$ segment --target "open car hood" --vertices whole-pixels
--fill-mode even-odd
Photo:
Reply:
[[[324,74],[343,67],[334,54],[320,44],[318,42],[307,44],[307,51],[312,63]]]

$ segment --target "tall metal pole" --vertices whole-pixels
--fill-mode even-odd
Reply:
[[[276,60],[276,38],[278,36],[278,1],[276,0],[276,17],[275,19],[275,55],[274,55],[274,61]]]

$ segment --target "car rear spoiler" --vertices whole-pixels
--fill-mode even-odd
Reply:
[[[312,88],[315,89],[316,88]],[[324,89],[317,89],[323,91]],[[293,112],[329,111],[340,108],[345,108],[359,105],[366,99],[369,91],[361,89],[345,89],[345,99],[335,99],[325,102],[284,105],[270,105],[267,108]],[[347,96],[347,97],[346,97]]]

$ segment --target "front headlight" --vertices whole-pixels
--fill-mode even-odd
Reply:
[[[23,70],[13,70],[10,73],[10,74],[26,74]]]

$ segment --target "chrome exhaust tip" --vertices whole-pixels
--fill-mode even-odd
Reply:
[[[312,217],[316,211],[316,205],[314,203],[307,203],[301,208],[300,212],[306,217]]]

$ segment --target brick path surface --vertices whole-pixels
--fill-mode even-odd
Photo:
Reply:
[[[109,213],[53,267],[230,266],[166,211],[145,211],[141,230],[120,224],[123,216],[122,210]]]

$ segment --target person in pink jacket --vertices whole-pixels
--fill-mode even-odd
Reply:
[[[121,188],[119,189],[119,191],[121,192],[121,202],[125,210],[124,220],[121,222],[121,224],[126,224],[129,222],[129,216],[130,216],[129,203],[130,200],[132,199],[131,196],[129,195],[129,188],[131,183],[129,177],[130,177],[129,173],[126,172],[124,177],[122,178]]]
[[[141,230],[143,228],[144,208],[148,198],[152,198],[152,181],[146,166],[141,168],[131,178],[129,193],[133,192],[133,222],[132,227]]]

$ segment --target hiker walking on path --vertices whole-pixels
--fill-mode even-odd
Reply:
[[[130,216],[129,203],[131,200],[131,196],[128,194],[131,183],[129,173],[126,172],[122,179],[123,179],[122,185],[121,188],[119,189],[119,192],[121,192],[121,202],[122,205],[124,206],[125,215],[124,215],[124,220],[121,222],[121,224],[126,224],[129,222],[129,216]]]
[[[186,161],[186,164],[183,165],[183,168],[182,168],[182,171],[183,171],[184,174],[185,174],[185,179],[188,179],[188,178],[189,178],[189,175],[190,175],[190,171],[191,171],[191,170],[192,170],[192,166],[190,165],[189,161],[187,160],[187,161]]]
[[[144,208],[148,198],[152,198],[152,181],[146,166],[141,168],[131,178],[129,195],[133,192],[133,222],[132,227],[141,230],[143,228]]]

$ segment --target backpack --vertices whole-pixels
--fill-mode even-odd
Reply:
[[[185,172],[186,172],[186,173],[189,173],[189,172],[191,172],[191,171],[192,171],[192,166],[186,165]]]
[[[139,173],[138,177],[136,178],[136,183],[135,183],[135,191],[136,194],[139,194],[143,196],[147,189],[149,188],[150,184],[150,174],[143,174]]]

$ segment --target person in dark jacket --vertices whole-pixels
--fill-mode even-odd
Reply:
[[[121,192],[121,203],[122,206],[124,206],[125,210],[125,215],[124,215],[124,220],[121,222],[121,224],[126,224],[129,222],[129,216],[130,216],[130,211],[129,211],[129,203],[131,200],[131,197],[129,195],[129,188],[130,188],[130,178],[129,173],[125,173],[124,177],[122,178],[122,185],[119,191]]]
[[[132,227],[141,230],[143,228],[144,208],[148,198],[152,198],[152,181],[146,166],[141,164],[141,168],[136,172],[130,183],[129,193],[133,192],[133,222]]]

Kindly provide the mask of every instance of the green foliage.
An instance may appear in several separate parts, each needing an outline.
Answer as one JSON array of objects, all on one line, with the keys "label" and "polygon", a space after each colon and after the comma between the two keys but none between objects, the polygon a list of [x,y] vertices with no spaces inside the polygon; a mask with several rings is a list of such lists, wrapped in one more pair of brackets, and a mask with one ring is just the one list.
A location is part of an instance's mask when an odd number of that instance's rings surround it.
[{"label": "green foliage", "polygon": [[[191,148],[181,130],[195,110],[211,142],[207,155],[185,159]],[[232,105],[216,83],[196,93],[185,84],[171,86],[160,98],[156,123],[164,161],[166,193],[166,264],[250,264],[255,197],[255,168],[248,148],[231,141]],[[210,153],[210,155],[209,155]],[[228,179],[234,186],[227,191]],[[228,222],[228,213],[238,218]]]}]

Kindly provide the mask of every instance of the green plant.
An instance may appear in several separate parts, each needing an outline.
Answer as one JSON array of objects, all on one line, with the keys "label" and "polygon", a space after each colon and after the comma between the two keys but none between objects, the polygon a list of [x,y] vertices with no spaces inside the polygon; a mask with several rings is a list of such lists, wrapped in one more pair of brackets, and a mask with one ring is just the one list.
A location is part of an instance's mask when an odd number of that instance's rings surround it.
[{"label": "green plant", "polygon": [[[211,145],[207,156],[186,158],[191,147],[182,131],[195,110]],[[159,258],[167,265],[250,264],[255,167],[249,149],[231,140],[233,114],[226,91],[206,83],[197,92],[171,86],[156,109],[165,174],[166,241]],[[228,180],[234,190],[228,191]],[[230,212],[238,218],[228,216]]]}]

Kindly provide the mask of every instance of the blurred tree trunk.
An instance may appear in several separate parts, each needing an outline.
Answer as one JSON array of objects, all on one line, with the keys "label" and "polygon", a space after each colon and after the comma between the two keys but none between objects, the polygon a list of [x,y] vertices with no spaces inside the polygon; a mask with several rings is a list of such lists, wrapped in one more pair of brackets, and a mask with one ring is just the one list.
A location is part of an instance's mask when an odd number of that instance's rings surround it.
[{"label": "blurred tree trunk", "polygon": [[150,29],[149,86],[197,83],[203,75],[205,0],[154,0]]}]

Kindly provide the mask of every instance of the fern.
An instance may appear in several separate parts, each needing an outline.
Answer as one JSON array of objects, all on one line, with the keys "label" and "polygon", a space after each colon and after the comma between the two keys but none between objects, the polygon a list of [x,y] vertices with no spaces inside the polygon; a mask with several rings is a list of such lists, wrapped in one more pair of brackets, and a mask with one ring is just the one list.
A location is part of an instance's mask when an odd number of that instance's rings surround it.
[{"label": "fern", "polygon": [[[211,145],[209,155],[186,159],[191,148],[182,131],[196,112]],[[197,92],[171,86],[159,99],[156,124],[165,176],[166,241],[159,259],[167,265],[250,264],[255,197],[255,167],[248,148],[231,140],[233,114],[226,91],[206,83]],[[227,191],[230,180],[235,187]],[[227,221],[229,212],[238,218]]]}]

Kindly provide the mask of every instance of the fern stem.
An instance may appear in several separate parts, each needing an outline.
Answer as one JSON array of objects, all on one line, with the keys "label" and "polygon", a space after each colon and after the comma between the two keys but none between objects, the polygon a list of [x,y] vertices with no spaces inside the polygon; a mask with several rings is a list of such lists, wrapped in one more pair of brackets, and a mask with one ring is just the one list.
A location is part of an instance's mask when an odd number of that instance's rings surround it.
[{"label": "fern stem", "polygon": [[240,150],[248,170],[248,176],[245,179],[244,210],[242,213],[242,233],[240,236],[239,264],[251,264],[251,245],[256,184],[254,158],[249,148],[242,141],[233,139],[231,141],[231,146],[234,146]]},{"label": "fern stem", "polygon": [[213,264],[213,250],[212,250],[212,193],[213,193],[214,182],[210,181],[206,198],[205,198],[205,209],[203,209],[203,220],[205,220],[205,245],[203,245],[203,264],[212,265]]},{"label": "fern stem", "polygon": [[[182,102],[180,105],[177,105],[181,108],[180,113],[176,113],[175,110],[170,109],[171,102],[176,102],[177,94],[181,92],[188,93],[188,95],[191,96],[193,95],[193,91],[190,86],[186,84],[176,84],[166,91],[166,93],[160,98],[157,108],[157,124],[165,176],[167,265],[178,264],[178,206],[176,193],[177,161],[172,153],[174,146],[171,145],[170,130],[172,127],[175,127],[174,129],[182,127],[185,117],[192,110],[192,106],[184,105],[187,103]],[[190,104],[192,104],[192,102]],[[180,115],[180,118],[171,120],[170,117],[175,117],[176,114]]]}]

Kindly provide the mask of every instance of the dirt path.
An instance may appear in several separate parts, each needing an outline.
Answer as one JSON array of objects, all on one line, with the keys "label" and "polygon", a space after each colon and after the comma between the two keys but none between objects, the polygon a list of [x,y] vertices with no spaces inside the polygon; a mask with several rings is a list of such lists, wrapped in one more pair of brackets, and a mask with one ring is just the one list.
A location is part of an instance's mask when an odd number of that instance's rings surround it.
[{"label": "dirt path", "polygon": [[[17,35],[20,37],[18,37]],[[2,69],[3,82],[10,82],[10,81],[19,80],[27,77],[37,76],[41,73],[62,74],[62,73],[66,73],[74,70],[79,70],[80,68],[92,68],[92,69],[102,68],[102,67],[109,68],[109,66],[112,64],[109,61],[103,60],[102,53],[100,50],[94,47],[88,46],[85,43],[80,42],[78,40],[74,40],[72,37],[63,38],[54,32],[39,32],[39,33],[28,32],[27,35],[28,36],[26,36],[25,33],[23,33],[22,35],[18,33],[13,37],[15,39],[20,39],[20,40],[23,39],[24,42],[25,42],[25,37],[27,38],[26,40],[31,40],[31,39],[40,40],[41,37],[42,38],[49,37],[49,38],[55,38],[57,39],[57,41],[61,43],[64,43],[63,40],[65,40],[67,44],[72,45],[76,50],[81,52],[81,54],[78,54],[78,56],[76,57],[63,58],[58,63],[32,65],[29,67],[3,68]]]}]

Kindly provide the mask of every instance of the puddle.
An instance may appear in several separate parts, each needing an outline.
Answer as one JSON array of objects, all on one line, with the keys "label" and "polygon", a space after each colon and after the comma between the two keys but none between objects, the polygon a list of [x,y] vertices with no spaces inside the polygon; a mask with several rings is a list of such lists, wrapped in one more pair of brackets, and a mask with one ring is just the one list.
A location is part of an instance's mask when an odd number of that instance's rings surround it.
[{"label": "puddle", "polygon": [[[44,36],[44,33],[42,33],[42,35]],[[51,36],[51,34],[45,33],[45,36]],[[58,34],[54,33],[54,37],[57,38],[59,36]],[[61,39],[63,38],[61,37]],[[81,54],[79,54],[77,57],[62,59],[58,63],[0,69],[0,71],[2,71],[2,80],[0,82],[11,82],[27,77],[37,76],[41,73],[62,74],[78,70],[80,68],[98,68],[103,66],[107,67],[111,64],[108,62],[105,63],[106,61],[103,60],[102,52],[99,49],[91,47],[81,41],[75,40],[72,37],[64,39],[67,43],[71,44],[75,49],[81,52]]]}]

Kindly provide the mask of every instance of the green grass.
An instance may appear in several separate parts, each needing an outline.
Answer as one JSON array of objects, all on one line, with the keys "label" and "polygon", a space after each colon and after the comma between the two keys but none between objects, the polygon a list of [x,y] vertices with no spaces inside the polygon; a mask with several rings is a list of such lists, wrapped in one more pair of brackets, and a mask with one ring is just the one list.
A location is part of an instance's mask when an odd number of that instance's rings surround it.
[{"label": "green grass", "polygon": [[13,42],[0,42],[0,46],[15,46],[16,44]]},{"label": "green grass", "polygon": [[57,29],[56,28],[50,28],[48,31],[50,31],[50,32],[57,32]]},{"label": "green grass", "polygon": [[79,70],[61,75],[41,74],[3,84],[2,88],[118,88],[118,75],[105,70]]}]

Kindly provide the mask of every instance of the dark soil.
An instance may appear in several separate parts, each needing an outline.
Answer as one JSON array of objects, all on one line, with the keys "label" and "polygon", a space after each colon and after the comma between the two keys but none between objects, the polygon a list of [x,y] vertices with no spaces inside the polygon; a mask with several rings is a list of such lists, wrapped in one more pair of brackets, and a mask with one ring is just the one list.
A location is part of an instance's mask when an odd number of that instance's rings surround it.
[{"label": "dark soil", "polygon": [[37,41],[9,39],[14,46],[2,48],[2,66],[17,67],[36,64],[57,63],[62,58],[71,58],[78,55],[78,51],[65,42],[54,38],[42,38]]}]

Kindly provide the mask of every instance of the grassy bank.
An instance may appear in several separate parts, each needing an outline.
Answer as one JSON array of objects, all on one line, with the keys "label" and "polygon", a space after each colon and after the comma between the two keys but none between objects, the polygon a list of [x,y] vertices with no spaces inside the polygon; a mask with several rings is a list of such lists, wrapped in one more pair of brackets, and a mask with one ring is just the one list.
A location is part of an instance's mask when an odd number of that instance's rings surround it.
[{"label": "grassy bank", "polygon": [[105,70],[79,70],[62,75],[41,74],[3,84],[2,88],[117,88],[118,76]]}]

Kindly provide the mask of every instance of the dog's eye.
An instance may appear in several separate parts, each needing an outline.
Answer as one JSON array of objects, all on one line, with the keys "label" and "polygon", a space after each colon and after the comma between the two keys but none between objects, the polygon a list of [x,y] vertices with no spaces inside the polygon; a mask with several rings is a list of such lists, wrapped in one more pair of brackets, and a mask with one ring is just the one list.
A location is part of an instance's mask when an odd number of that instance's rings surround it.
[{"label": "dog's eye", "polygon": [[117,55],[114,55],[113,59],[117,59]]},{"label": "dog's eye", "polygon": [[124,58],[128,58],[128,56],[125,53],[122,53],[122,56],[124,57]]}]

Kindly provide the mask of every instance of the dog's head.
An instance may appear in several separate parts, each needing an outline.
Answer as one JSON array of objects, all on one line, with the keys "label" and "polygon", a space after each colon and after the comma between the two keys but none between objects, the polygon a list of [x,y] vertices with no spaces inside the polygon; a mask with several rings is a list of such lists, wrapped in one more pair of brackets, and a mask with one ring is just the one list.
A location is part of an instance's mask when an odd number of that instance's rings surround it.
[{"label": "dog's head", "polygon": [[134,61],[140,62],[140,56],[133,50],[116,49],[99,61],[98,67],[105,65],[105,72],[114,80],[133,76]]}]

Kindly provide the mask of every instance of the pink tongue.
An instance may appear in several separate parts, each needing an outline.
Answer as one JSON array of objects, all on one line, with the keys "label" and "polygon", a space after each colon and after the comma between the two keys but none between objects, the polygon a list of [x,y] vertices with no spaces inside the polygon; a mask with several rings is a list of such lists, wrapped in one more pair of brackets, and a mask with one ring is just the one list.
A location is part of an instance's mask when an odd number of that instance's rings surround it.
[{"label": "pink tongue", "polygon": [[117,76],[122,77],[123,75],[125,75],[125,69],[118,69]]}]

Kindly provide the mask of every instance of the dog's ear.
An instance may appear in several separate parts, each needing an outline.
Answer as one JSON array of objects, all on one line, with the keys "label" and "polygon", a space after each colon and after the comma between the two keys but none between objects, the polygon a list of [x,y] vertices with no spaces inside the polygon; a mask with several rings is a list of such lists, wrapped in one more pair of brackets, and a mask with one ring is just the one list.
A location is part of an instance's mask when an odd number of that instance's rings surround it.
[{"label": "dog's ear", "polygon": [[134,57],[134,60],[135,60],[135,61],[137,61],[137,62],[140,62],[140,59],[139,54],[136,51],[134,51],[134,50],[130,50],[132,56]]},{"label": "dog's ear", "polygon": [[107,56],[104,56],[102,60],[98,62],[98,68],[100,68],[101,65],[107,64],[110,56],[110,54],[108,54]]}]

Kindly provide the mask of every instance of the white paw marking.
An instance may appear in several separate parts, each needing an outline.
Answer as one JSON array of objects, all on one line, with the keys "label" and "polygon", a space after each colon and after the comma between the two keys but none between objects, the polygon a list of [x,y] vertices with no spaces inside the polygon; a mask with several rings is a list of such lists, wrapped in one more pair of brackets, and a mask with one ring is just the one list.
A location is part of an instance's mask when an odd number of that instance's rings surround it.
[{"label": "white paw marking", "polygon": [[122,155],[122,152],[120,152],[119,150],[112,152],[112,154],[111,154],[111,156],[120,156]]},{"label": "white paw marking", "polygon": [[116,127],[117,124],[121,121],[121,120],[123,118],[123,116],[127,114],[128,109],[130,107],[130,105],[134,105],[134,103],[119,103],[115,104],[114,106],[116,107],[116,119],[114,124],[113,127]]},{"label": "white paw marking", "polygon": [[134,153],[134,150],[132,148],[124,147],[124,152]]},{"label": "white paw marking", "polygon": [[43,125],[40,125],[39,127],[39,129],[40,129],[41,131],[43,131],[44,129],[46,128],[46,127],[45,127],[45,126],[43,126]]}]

• [WRITTEN REQUEST]
Quote each line of the data above in which the string "grassy" appears.

• [RESPONSE]
Kindly provide the mask of every instance of the grassy bank.
[{"label": "grassy bank", "polygon": [[105,70],[79,70],[62,75],[41,74],[3,84],[2,88],[117,88],[118,76]]}]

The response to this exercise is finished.